### STATED GOAL
Every record that follows must be duplicated exactly, with images left out.

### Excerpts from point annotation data
================================
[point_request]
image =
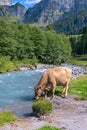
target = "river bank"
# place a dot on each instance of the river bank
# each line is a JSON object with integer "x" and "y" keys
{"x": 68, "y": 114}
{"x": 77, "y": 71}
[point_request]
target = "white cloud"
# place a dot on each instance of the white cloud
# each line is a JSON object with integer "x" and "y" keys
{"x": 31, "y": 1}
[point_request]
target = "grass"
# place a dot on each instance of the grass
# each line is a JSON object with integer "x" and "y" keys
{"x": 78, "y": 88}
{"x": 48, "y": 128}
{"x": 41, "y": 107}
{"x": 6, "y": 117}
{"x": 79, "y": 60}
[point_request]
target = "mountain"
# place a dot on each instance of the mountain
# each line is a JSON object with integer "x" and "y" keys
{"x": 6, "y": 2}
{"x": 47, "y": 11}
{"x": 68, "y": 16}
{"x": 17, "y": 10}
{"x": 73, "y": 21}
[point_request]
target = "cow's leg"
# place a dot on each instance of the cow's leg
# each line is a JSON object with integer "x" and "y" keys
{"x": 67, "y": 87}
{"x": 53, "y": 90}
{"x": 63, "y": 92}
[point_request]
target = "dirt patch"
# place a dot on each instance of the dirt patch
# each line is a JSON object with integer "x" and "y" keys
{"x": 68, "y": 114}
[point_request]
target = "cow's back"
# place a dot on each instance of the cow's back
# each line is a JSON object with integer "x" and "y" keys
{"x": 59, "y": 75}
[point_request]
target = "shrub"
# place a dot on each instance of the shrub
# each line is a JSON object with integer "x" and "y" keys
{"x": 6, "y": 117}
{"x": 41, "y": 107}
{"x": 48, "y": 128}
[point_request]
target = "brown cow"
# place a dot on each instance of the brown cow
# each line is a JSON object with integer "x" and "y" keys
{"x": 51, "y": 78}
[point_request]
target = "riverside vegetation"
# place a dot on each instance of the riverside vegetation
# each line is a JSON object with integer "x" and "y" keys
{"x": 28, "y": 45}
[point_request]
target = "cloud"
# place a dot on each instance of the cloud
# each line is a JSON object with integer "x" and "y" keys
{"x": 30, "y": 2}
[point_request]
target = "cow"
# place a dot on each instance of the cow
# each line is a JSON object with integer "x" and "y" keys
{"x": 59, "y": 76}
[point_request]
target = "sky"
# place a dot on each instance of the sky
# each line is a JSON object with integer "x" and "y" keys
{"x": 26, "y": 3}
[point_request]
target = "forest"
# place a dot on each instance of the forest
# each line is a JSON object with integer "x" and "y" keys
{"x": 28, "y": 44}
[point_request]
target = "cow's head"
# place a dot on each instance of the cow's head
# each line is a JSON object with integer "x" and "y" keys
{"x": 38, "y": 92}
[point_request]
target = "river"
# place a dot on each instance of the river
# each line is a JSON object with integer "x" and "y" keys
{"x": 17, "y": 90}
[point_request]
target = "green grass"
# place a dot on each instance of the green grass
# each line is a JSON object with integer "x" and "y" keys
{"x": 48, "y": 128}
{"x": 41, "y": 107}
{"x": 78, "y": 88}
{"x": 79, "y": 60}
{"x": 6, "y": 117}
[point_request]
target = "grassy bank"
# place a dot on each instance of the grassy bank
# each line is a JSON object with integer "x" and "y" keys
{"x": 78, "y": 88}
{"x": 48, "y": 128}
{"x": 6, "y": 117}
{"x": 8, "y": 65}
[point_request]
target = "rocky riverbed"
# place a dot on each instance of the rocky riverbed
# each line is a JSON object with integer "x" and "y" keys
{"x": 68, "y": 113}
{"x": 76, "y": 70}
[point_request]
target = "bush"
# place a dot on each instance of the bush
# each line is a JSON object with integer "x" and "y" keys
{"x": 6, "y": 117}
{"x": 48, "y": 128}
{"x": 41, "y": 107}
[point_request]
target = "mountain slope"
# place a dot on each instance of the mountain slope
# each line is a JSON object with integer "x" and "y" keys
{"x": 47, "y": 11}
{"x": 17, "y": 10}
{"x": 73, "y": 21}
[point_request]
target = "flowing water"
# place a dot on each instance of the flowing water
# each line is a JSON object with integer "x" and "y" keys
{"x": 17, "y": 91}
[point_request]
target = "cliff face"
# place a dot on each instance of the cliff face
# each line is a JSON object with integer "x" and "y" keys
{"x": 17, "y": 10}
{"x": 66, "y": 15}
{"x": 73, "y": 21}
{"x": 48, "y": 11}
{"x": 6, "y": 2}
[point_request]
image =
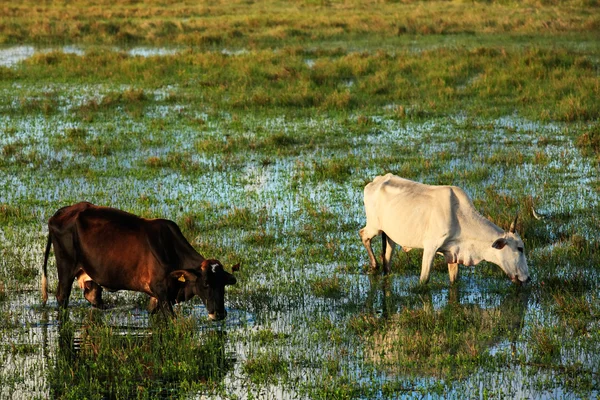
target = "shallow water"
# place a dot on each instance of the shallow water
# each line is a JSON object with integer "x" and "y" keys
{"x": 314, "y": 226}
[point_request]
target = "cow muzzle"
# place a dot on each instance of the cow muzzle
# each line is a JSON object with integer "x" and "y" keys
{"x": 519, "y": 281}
================================
### THE SOLUTION
[point_request]
image =
target = "river bank"
# place a dot on each instance of the river bank
# each line is a JSON object with integer "x" and "y" keys
{"x": 68, "y": 114}
{"x": 77, "y": 71}
[point_request]
target = "white cloud"
# place a dot on each instance of the white cloud
# each line is a JSON object with integer "x" and "y" keys
{"x": 31, "y": 1}
[point_request]
target = "grass"
# place a dot on each instance of the grass
# each line is a JSON object with integer "x" and "y" keys
{"x": 78, "y": 88}
{"x": 48, "y": 128}
{"x": 41, "y": 107}
{"x": 6, "y": 117}
{"x": 79, "y": 60}
[point_request]
target = "mountain"
# place a dot on each instance of the mountain
# each line is a JSON object with integer "x" and "y" keys
{"x": 6, "y": 2}
{"x": 47, "y": 11}
{"x": 68, "y": 16}
{"x": 17, "y": 10}
{"x": 73, "y": 21}
[point_request]
target = "cow's leg"
# place a dot on each instance of the cow's leg
# each line is a JSON object with integer "x" and "y" keys
{"x": 67, "y": 87}
{"x": 53, "y": 90}
{"x": 63, "y": 92}
[point_request]
target = "dirt patch"
# place a dot on each instance of the dirt patch
# each line is a JSON object with integer "x" and "y" keys
{"x": 68, "y": 114}
[point_request]
target = "cow's back"
# place a dot on each instance of the cow's back
# each line is a JSON object with integer "x" and "y" keys
{"x": 59, "y": 75}
[point_request]
target = "shrub"
# place a dot on each instance of the shrub
# each line is a JSON object with integer "x" and "y" keys
{"x": 6, "y": 117}
{"x": 41, "y": 107}
{"x": 48, "y": 128}
[point_request]
target = "brown cow"
# place a dot on each instance of the brown cow
# each line is a JSON object with integer "x" and "y" keys
{"x": 51, "y": 78}
[point_request]
target = "riverside vegetation"
# place a dot on each instance of the riverside vegetation
# each line is a JSON object with integer "x" and "y" keys
{"x": 28, "y": 45}
[point_request]
target = "cloud"
# place a dot on each instance of the cloud
# each line is a JSON object with integer "x" and "y" keys
{"x": 30, "y": 2}
[point_request]
target = "cow"
# place a dot on each instance of the cow
# each line is a JSON object with integer "x" and "y" keys
{"x": 59, "y": 76}
[point_request]
target = "sky"
# place a dot on each instance of the sky
# each line is a JSON object with integer "x" and "y" keys
{"x": 26, "y": 3}
[point_request]
target = "forest"
# place a dot on each instance of the forest
# each line is a JSON object with integer "x" and "y" keys
{"x": 28, "y": 44}
[point_request]
target = "cow's head"
# place a dot on each instance of the cow's head
# each line is a JSON object with integer "x" and "y" keys
{"x": 38, "y": 92}
[point_request]
target = "river"
# place a dot on each instance of the river
# each line is a JSON object with integer "x" and "y" keys
{"x": 17, "y": 90}
[point_request]
target = "green grass"
# place a dot on each instance of the green grass
# each line is a JSON object with integer "x" and "y" keys
{"x": 48, "y": 128}
{"x": 41, "y": 107}
{"x": 78, "y": 88}
{"x": 79, "y": 60}
{"x": 6, "y": 117}
[point_request]
target = "grassy bank"
# place a dot on each instance of the grassy bank
# each line is a JSON object with integer "x" and "y" keys
{"x": 78, "y": 88}
{"x": 48, "y": 128}
{"x": 6, "y": 117}
{"x": 8, "y": 65}
[point_request]
target = "rocky riverbed"
# place a dot on each instance of the rocky riverbed
# each line is a JSON object with integer "x" and "y" keys
{"x": 68, "y": 113}
{"x": 76, "y": 70}
[point_request]
target = "bush"
# place a dot on each instance of the bush
# each line is a JSON object with integer "x" and "y" keys
{"x": 6, "y": 117}
{"x": 48, "y": 128}
{"x": 41, "y": 107}
[point_request]
target = "mountain slope"
# place a dot on each instance of the mountain slope
# each line is a JSON object with integer "x" and "y" keys
{"x": 47, "y": 11}
{"x": 17, "y": 10}
{"x": 73, "y": 21}
[point_request]
target = "flowing water"
# place a dot on each instance of the flowing water
# each line is a JSON object with integer "x" and "y" keys
{"x": 17, "y": 91}
[point_request]
target = "cliff face"
# place a dot on each instance of the cliff face
# each line is a JSON object with integer "x" and "y" keys
{"x": 17, "y": 10}
{"x": 66, "y": 15}
{"x": 73, "y": 21}
{"x": 48, "y": 11}
{"x": 6, "y": 2}
[point_request]
image =
target = "shallow water"
# place a dot on each instance of the shallow water
# each line is a JSON object with integer "x" and "y" keys
{"x": 314, "y": 226}
[point_request]
target = "cow muzzle"
# place a dot on each instance of the cow muzzle
# each line is a JSON object with integer "x" and "y" keys
{"x": 519, "y": 281}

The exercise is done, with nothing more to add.